**原文**:
● ● ● ●
A君来美国的时候感慨了一下美国的交通,在这里不随意超车,不故意抢道,一场风灾所有交通灯瘫痪了,也无需出动警察,大家自然把有交通灯的地方当成Stop Sign来停。如果是在国内,你这么遵守了,估计10年都爬不出那个路口。这么说不是为了说明素质的差别,只是为了说明一个道理:独抢抢不如众抢抢。你想坚守你自己的,干脆刨个坟,赶早跳进去。
那么海龟们,你在害怕什么呢?
你害怕,你的心本没有那么大,一亩三分田, 云淡风轻,自给自足,你觉得这是好的。结果有天你发现周围偷菜成风,不仅偷菜,还偷水,偷肥,偷地。而最能偷的被捧成了精英,不去偷的被踩成屌丝。于是有一天起床,你也加入了偷菜的大军,而且能偸的绝不用抢的,能抢的绝不用买的,能买的绝不用种的,于是地大了,田多了,却发现种的早不是自己喜欢的蔬菜。
你害怕,在国外,你还有机会凭自己的所学换得好的身家。但回了国,你只能凭好的身家换得一身“所学”。你看着那大官越来越多,大师越来越少,是因为大师都被大师的父母掐死在襁褓里,大官都被一堆人捧在鲜花里。趋利弊害,所以大家的理想都成了当大官,科学家神马的简直弱爆了。
你还害怕,在国外,你可能跃跃欲试去当那只出头鸟,但回了国,你天天躲的是那只打出头鸟的枪。你害怕你在国外学了学术,就是忘了去学权术。老实说,权术这东西世界人民都要学,不过中国的教材是血汗加长升级版,你错过了最好的时光去学它,于是一不留神自己成了反面教材。
而你最害怕的,是你生活的那个国家,没有你心中的标杆,因为你心中的标杆早被人踩在了脚下。而那些被人们竖起来,你虽然不耻,却最终不可避免地去追随。
你害怕,当你回去时,很多已经不习惯了。
● ● ● ●
**所给材料**:

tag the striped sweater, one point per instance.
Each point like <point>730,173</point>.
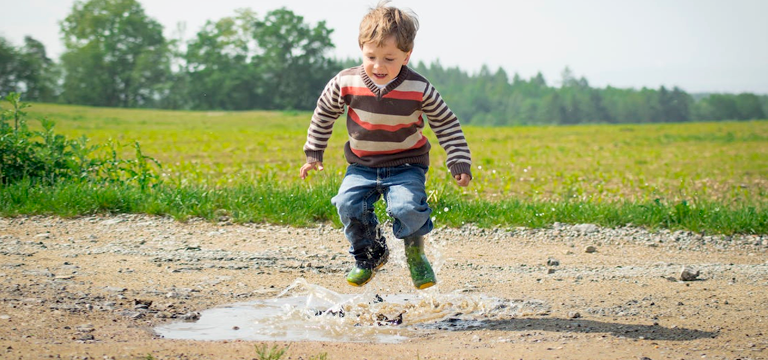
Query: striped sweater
<point>385,125</point>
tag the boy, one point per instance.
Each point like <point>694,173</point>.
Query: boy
<point>387,153</point>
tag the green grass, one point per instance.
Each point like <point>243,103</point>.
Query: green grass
<point>709,177</point>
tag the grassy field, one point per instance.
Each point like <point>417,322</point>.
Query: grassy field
<point>530,176</point>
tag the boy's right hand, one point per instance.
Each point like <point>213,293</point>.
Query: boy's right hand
<point>310,166</point>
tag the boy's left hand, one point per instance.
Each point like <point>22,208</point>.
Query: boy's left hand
<point>462,179</point>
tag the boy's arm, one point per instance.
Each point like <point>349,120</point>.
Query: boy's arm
<point>329,107</point>
<point>446,126</point>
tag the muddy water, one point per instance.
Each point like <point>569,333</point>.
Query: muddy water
<point>308,312</point>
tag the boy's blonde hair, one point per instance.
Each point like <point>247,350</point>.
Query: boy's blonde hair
<point>385,21</point>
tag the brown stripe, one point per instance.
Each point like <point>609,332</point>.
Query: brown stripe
<point>360,133</point>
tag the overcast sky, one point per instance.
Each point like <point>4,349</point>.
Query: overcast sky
<point>698,45</point>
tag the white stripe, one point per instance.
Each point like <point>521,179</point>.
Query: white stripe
<point>384,119</point>
<point>412,85</point>
<point>385,146</point>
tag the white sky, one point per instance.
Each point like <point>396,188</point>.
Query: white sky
<point>698,45</point>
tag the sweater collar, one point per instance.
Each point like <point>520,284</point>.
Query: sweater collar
<point>394,84</point>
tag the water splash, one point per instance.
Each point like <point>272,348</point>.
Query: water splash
<point>309,312</point>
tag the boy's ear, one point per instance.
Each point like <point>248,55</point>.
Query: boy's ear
<point>407,57</point>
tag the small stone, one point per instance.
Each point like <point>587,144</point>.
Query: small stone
<point>688,274</point>
<point>85,328</point>
<point>190,316</point>
<point>586,228</point>
<point>86,337</point>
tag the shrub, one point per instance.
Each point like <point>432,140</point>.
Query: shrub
<point>44,157</point>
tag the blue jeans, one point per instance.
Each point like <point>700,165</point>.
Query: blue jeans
<point>405,195</point>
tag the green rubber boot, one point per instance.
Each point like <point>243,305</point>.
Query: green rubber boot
<point>362,274</point>
<point>364,270</point>
<point>421,272</point>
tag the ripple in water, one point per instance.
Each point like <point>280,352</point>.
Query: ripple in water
<point>308,312</point>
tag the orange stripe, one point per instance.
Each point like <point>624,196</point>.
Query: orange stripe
<point>368,126</point>
<point>404,95</point>
<point>361,153</point>
<point>357,91</point>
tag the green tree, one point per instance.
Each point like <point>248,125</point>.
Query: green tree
<point>9,58</point>
<point>221,65</point>
<point>115,54</point>
<point>37,72</point>
<point>293,65</point>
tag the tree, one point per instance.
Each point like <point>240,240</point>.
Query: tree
<point>220,65</point>
<point>27,70</point>
<point>115,54</point>
<point>293,63</point>
<point>37,72</point>
<point>9,59</point>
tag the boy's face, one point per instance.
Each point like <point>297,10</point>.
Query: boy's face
<point>383,63</point>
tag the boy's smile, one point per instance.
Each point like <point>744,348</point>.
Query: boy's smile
<point>383,63</point>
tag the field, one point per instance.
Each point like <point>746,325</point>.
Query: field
<point>540,175</point>
<point>90,269</point>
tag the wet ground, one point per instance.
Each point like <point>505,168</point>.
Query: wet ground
<point>128,287</point>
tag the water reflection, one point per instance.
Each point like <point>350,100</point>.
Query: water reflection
<point>308,312</point>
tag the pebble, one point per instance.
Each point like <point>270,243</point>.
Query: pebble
<point>689,274</point>
<point>586,228</point>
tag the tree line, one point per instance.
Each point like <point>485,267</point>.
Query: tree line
<point>117,56</point>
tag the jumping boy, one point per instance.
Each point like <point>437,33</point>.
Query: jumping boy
<point>387,153</point>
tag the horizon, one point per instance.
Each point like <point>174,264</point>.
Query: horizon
<point>702,47</point>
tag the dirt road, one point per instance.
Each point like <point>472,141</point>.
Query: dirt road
<point>96,287</point>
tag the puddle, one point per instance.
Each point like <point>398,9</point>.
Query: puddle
<point>308,312</point>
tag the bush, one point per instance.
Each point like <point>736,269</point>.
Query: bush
<point>44,157</point>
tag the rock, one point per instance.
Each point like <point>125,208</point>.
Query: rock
<point>85,337</point>
<point>85,328</point>
<point>586,228</point>
<point>190,316</point>
<point>688,274</point>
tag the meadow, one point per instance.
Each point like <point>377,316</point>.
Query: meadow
<point>244,165</point>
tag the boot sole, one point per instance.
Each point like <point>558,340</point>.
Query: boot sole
<point>426,285</point>
<point>373,273</point>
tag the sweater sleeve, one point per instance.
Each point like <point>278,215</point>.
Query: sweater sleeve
<point>446,126</point>
<point>329,107</point>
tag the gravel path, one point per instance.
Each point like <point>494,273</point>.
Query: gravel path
<point>95,287</point>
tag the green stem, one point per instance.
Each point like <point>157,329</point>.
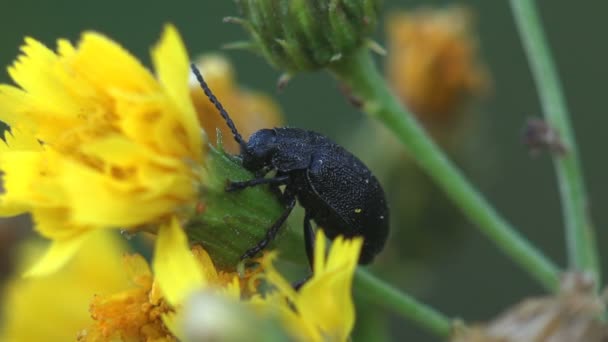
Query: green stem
<point>359,72</point>
<point>379,292</point>
<point>582,249</point>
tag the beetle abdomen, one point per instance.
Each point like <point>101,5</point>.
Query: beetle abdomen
<point>348,199</point>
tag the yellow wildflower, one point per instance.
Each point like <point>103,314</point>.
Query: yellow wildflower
<point>55,307</point>
<point>249,110</point>
<point>147,310</point>
<point>432,62</point>
<point>97,141</point>
<point>323,309</point>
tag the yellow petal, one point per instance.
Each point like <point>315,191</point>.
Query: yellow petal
<point>172,66</point>
<point>56,255</point>
<point>326,300</point>
<point>175,267</point>
<point>106,65</point>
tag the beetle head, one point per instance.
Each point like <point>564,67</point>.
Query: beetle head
<point>259,150</point>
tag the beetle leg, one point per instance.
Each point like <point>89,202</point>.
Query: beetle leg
<point>309,239</point>
<point>271,233</point>
<point>278,180</point>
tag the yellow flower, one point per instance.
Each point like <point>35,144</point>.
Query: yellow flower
<point>249,110</point>
<point>433,62</point>
<point>150,309</point>
<point>55,307</point>
<point>323,309</point>
<point>97,141</point>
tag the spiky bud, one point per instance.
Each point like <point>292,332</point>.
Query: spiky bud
<point>301,35</point>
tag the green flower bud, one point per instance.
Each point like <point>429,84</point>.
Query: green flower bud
<point>227,224</point>
<point>301,35</point>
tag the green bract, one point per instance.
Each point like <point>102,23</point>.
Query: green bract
<point>301,35</point>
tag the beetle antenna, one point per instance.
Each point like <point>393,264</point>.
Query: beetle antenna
<point>218,105</point>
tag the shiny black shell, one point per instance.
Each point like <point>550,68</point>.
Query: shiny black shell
<point>335,188</point>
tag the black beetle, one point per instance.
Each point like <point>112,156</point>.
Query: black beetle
<point>335,188</point>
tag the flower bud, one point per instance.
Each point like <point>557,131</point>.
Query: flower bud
<point>301,35</point>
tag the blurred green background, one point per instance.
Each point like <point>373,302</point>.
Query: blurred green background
<point>465,275</point>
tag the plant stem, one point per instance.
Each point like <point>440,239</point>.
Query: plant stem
<point>359,72</point>
<point>379,292</point>
<point>582,249</point>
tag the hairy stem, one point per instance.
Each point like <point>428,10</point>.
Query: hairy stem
<point>359,72</point>
<point>582,249</point>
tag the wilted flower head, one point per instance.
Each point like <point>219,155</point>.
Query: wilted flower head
<point>300,35</point>
<point>572,315</point>
<point>433,63</point>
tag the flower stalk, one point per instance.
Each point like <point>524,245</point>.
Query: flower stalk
<point>377,291</point>
<point>582,249</point>
<point>360,74</point>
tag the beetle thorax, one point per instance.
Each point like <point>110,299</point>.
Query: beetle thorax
<point>259,150</point>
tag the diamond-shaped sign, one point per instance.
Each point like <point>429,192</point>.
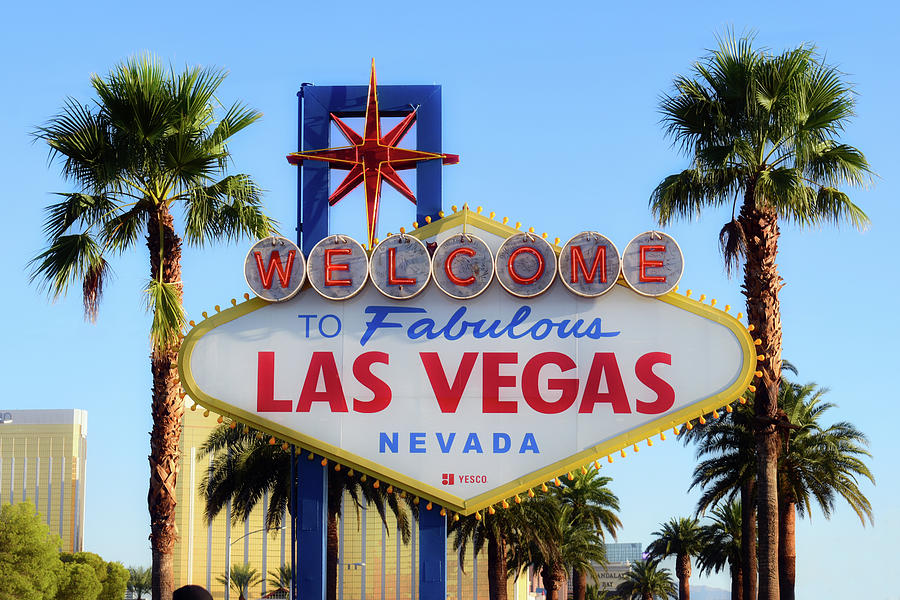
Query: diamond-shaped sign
<point>468,402</point>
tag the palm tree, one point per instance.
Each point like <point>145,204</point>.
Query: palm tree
<point>593,593</point>
<point>817,464</point>
<point>280,578</point>
<point>762,129</point>
<point>139,580</point>
<point>729,470</point>
<point>243,577</point>
<point>554,543</point>
<point>149,141</point>
<point>592,501</point>
<point>494,528</point>
<point>680,537</point>
<point>645,580</point>
<point>721,545</point>
<point>246,464</point>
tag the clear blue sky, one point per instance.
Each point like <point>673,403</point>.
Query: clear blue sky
<point>553,113</point>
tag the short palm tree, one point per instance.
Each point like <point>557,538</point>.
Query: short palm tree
<point>280,578</point>
<point>149,142</point>
<point>646,581</point>
<point>243,577</point>
<point>554,542</point>
<point>246,465</point>
<point>721,544</point>
<point>592,501</point>
<point>818,464</point>
<point>679,537</point>
<point>727,470</point>
<point>494,528</point>
<point>762,133</point>
<point>139,579</point>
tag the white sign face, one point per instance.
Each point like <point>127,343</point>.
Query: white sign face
<point>467,403</point>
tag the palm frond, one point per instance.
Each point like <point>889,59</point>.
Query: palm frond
<point>229,209</point>
<point>164,303</point>
<point>68,259</point>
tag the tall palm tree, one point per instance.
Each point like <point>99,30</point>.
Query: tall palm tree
<point>246,465</point>
<point>721,544</point>
<point>554,543</point>
<point>762,129</point>
<point>280,578</point>
<point>243,577</point>
<point>495,529</point>
<point>730,469</point>
<point>592,501</point>
<point>679,537</point>
<point>139,580</point>
<point>149,141</point>
<point>645,580</point>
<point>818,464</point>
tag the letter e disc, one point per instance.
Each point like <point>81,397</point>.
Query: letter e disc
<point>652,263</point>
<point>589,264</point>
<point>337,267</point>
<point>525,265</point>
<point>400,266</point>
<point>462,266</point>
<point>274,269</point>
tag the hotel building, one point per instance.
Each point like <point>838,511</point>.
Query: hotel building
<point>42,460</point>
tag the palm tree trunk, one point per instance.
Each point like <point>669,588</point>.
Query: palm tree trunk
<point>552,578</point>
<point>331,558</point>
<point>748,541</point>
<point>761,286</point>
<point>167,410</point>
<point>787,551</point>
<point>683,572</point>
<point>496,566</point>
<point>579,585</point>
<point>737,584</point>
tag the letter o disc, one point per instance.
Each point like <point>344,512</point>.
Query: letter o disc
<point>337,267</point>
<point>583,271</point>
<point>274,269</point>
<point>663,263</point>
<point>462,266</point>
<point>400,267</point>
<point>525,265</point>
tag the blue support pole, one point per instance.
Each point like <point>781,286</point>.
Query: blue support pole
<point>292,514</point>
<point>432,554</point>
<point>312,521</point>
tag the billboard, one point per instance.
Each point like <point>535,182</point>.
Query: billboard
<point>383,363</point>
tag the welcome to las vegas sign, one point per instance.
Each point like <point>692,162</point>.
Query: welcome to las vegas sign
<point>465,402</point>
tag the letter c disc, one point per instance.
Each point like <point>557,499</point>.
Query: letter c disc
<point>463,266</point>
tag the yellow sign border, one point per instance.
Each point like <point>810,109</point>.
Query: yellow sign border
<point>522,484</point>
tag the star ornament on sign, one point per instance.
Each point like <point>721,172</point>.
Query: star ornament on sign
<point>372,157</point>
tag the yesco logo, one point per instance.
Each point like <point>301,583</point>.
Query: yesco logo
<point>452,478</point>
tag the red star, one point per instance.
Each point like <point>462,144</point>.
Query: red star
<point>372,157</point>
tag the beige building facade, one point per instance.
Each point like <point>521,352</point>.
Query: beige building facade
<point>43,460</point>
<point>374,562</point>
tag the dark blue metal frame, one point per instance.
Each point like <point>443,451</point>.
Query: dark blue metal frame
<point>316,105</point>
<point>309,478</point>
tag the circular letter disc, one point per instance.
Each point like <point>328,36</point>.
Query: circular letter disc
<point>337,267</point>
<point>589,264</point>
<point>652,263</point>
<point>525,265</point>
<point>274,269</point>
<point>463,266</point>
<point>400,267</point>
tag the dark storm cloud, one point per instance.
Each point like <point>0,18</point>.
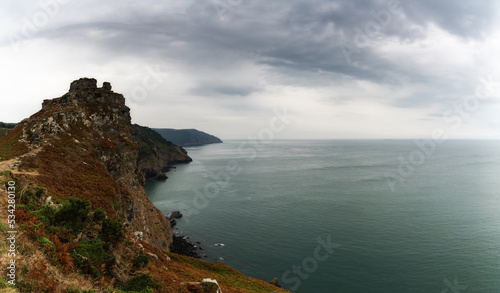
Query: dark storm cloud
<point>234,49</point>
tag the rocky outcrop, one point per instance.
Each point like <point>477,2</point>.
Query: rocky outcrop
<point>88,84</point>
<point>86,128</point>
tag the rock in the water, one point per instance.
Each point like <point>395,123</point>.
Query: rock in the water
<point>176,215</point>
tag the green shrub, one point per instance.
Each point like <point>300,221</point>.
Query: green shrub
<point>39,191</point>
<point>44,241</point>
<point>98,215</point>
<point>73,289</point>
<point>90,255</point>
<point>140,284</point>
<point>73,214</point>
<point>46,214</point>
<point>141,261</point>
<point>111,231</point>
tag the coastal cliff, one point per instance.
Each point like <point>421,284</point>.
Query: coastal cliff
<point>83,221</point>
<point>84,141</point>
<point>187,137</point>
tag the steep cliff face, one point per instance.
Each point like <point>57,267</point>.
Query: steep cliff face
<point>156,154</point>
<point>83,144</point>
<point>83,220</point>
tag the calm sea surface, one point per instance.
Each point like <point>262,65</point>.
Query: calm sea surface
<point>397,219</point>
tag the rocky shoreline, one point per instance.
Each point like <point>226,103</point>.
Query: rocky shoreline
<point>180,243</point>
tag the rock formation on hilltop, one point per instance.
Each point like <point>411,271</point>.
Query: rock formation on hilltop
<point>84,142</point>
<point>83,221</point>
<point>187,137</point>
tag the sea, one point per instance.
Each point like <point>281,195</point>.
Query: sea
<point>357,216</point>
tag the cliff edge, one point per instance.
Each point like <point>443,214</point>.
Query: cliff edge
<point>84,141</point>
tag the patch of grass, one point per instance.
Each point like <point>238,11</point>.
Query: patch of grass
<point>140,284</point>
<point>44,242</point>
<point>46,214</point>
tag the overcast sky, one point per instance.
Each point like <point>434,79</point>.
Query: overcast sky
<point>338,69</point>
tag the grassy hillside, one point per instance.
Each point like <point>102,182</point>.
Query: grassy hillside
<point>71,246</point>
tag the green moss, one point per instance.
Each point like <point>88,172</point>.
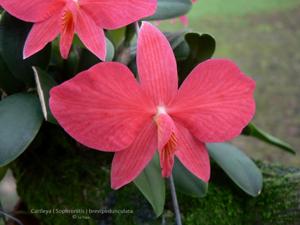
● ● ● ●
**待做任务**:
• 1. 改写原文中从含有“A君来美国的时候感慨了一下美”的地方开始、到“是一不留神自己成了反面教材。”为止的这一段，把其中的“交通灯”一律换成“红绿灯”。
• 2. 续写这篇谈海归回国之忧的原文，从最后一句之后接着往下写。

**任务解答**:
• 1.
A君来美国的时候感慨了一下美国的交通,在这里不随意超车,不故意抢道,一场风灾所有红绿灯瘫痪了,也无需出动警察,大家自然把有红绿灯的地方当成Stop Sign来停。如果是在国内,你这么遵守了,估计10年都爬不出那个路口。这么说不是为了说明素质的差别,只是为了说明一个道理:独抢抢不如众抢抢。你想坚守你自己的,干脆刨个坟,赶早跳进去。
那么海龟们,你在害怕什么呢?
你害怕,你的心本没有那么大,一亩三分田, 云淡风轻,自给自足,你觉得这是好的。结果有天你发现周围偷菜成风,不仅偷菜,还偷水,偷肥,偷地。而最能偷的被捧成了精英,不去偷的被踩成屌丝。于是有一天起床,你也加入了偷菜的大军,而且能偸的绝不用抢的,能抢的绝不用买的,能买的绝不用种的,于是地大了,田多了,却发现种的早不是自己喜欢的蔬菜。
你害怕,在国外,你还有机会凭自己的所学换得好的身家。但回了国,你只能凭好的身家换得一身“所学”。你看着那大官越来越多,大师越来越少,是因为大师都被大师的父母掐死在襁褓里,大官都被一堆人捧在鲜花里。趋利弊害,所以大家的理想都成了当大官,科学家神马的简直弱爆了。
你还害怕,在国外,你可能跃跃欲试去当那只出头鸟,但回了国,你天天躲的是那只打出头鸟的枪。你害怕你在国外学了学术,就是忘了去学权术。老实说,权术这东西世界人民都要学,不过中国的教材是血汗加长升级版,你错过了最好的时光去学它,于是一不留神自己成了反面教材。

• 2.
互害社会与路西法实验场
听说这样一个事,有一个医生,一天他的诊所里来了一个瘦弱的肠胃病患者,看样子是长期吃坏东西的结果。医生嘱咐他以后多吃青菜少吃肉,患者说他不敢吃,他自己就是种菜的,在湖南承包一大片菜地,都洒了农药,只卖給别人。医生无语,默默开了各种最贵的药和可查可不查的昂贵检查项目。
是从什么时候开始,你想生活的地方,你想回去的地方变成了一个互害社会?而这个地方,又是怎样用不到100年时间,烧了她骄傲的5000年?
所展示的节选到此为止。